↓↓↓

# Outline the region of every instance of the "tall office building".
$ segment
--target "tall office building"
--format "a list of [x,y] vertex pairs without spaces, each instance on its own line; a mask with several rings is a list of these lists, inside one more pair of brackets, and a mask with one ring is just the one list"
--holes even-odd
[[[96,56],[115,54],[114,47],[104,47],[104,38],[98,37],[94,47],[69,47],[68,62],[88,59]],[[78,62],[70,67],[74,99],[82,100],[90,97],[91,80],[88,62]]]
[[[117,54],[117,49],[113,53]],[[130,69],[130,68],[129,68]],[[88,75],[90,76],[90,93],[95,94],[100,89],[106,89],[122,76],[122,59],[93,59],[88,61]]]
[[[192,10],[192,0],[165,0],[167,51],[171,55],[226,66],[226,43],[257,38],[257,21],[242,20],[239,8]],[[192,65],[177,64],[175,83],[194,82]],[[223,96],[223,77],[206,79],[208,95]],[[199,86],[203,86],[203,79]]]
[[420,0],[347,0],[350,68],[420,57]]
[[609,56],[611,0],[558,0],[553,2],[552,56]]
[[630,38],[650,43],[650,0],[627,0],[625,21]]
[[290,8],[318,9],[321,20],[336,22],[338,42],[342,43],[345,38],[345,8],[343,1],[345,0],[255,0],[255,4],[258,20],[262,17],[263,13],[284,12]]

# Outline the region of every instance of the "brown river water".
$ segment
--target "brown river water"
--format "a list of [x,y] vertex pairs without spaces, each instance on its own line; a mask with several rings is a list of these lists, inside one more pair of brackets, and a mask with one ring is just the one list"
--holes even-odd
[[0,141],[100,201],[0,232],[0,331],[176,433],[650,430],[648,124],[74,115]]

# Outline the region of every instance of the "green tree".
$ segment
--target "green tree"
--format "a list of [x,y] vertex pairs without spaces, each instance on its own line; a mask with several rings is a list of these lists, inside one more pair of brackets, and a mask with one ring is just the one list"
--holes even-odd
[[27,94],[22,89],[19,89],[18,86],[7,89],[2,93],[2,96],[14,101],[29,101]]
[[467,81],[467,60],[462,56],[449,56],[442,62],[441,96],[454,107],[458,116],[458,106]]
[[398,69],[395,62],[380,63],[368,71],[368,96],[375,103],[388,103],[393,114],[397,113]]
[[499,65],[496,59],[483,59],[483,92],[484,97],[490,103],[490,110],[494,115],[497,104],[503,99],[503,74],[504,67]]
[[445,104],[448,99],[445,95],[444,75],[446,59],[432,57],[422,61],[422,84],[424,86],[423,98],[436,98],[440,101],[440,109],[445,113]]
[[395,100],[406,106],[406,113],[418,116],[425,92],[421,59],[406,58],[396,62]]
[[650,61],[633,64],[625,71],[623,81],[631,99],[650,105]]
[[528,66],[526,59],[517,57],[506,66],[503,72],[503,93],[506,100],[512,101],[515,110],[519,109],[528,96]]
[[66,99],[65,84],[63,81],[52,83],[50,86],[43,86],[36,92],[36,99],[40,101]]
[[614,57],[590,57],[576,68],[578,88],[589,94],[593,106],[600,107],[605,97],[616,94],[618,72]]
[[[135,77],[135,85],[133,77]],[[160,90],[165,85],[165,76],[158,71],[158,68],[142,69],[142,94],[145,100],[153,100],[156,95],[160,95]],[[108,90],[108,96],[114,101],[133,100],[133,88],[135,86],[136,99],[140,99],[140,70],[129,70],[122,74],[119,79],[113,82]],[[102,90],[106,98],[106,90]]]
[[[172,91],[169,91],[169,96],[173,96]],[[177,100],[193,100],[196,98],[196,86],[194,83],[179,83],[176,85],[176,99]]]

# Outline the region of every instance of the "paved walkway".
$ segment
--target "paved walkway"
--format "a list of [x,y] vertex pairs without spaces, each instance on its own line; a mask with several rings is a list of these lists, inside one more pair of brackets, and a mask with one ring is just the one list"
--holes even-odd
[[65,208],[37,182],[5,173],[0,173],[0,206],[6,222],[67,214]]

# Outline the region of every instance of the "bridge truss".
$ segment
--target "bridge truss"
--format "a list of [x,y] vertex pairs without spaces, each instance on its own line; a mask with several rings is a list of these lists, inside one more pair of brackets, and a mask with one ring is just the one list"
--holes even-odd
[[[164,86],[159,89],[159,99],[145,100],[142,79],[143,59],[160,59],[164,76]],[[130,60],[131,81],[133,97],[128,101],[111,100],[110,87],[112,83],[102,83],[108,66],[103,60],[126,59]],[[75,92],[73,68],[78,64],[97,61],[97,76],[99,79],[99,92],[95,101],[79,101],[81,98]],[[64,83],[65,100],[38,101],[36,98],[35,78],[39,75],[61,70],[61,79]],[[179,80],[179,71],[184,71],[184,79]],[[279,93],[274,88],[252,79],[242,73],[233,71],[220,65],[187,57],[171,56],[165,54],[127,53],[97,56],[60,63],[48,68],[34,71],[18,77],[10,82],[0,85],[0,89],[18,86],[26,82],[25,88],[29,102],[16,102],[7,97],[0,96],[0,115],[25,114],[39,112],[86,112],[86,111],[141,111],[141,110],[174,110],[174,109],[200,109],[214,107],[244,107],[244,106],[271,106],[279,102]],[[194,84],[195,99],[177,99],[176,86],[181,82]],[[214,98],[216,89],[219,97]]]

↑↑↑

### [Task objective]
Extract all of the data above without altering anything.

### [Result]
# Outline the region of every instance of the "tall office building".
$ segment
--target "tall office building"
--format "a list of [x,y] vertex pairs without spaces, each instance on its own line; a mask with several rings is a list of these lists, inside one more pair of brackets, and a mask with one ring is just the one list"
--holes even-odd
[[[96,56],[115,54],[114,47],[104,47],[104,38],[98,37],[94,47],[69,47],[68,62],[88,59]],[[78,62],[70,67],[74,99],[82,100],[90,97],[91,80],[88,62]]]
[[[117,54],[117,49],[113,53]],[[130,69],[130,68],[129,68]],[[88,75],[90,76],[90,93],[95,94],[100,89],[106,89],[122,76],[122,59],[93,59],[88,61]]]
[[[192,10],[192,0],[165,0],[167,51],[171,55],[226,66],[226,43],[257,38],[257,21],[242,20],[239,8]],[[192,65],[177,64],[175,83],[194,82]],[[223,96],[223,77],[206,79],[208,95]],[[199,86],[203,86],[203,79]]]
[[420,0],[347,0],[350,68],[420,57]]
[[609,56],[611,0],[558,0],[553,2],[552,56]]
[[630,38],[650,43],[650,0],[627,0],[625,21]]
[[290,8],[318,9],[321,20],[336,22],[338,42],[342,43],[345,38],[345,8],[343,1],[345,0],[255,0],[255,4],[258,20],[262,17],[263,13],[284,12]]

# Outline the region of every instance of the "brown river water".
$ segment
--target "brown river water"
--format "a list of [x,y] vertex pairs without spaces, each instance on its own line; a mask with several rings is a list of these lists, inside one more pair of brackets, and a mask with one ring is just the one list"
--holes even-odd
[[0,141],[100,201],[0,232],[0,331],[176,433],[650,430],[648,124],[74,115]]

# Outline the region of every instance of the "green tree".
$ segment
--target "green tree"
--format "a list of [x,y] vertex pairs without spaces, each instance on its own line; a mask with several rings is a list of these lists, inside one more pair of brackets, and a mask with one ring is just the one list"
--holes even-odd
[[27,94],[22,89],[19,89],[18,86],[7,89],[2,93],[2,96],[14,101],[29,101]]
[[467,81],[467,60],[462,56],[449,56],[442,62],[441,96],[454,107],[458,116],[458,106]]
[[398,69],[395,62],[380,63],[368,71],[368,96],[375,103],[388,103],[393,114],[397,113]]
[[499,65],[496,59],[483,59],[483,92],[484,97],[490,103],[490,110],[494,115],[497,104],[503,99],[503,74],[504,67]]
[[445,104],[448,99],[445,95],[444,75],[446,59],[432,57],[422,61],[422,84],[424,86],[423,98],[436,98],[440,101],[440,109],[445,113]]
[[395,100],[406,106],[406,113],[418,116],[425,92],[421,59],[406,58],[396,62]]
[[650,61],[633,64],[625,71],[623,81],[631,99],[650,105]]
[[528,66],[526,59],[517,57],[506,66],[503,72],[503,93],[506,100],[512,101],[515,110],[519,109],[528,96]]
[[66,99],[65,84],[63,81],[52,83],[50,86],[43,86],[36,92],[36,99],[40,101]]
[[614,57],[590,57],[576,68],[578,88],[589,94],[593,106],[600,107],[605,97],[616,94],[618,72]]
[[[135,77],[135,85],[133,77]],[[160,90],[165,85],[165,76],[158,71],[158,68],[142,69],[142,94],[145,100],[153,100],[156,95],[160,95]],[[108,90],[108,96],[114,101],[133,100],[133,88],[135,86],[136,99],[140,99],[140,70],[129,70],[122,74],[119,79],[113,82]],[[102,90],[106,98],[106,90]]]
[[[172,91],[169,91],[169,96],[173,96]],[[177,100],[193,100],[196,98],[196,86],[194,83],[179,83],[176,85],[176,99]]]

# Outline the region of every instance of the "paved walkway".
$ segment
--target "paved walkway"
--format "a list of [x,y] vertex pairs without spaces, each instance on its own line; a mask with several rings is a list of these lists, inside one more pair of brackets, and a mask with one ring is just the one list"
--holes even-odd
[[65,208],[37,182],[5,173],[0,173],[0,206],[6,222],[67,214]]

# Outline the region of every instance of the "bridge truss".
$ segment
--target "bridge truss"
--format "a list of [x,y] vertex pairs without spaces, each instance on its own line; a mask with several rings is a list of these lists, inside one more pair of brackets, and a mask with one ring is just the one list"
--holes even-odd
[[[164,86],[159,89],[159,99],[145,100],[142,79],[143,59],[160,59],[164,76]],[[130,60],[131,81],[133,97],[128,101],[111,100],[110,87],[112,83],[102,83],[108,66],[103,60],[126,59]],[[75,92],[73,68],[78,64],[97,61],[97,76],[99,79],[99,92],[95,101],[79,101],[81,98]],[[64,83],[65,100],[38,101],[36,98],[35,78],[39,75],[61,70],[61,79]],[[179,80],[179,71],[184,71],[184,79]],[[279,93],[274,88],[252,79],[242,73],[233,71],[220,65],[187,57],[171,56],[165,54],[127,53],[97,56],[60,63],[48,68],[34,71],[18,77],[10,82],[0,85],[0,89],[18,86],[26,82],[25,88],[29,102],[16,102],[7,97],[0,96],[0,115],[25,114],[39,112],[86,112],[86,111],[141,111],[141,110],[174,110],[174,109],[200,109],[214,107],[244,107],[244,106],[271,106],[279,102]],[[194,84],[195,99],[177,99],[176,86],[181,82]],[[214,98],[216,89],[219,97]]]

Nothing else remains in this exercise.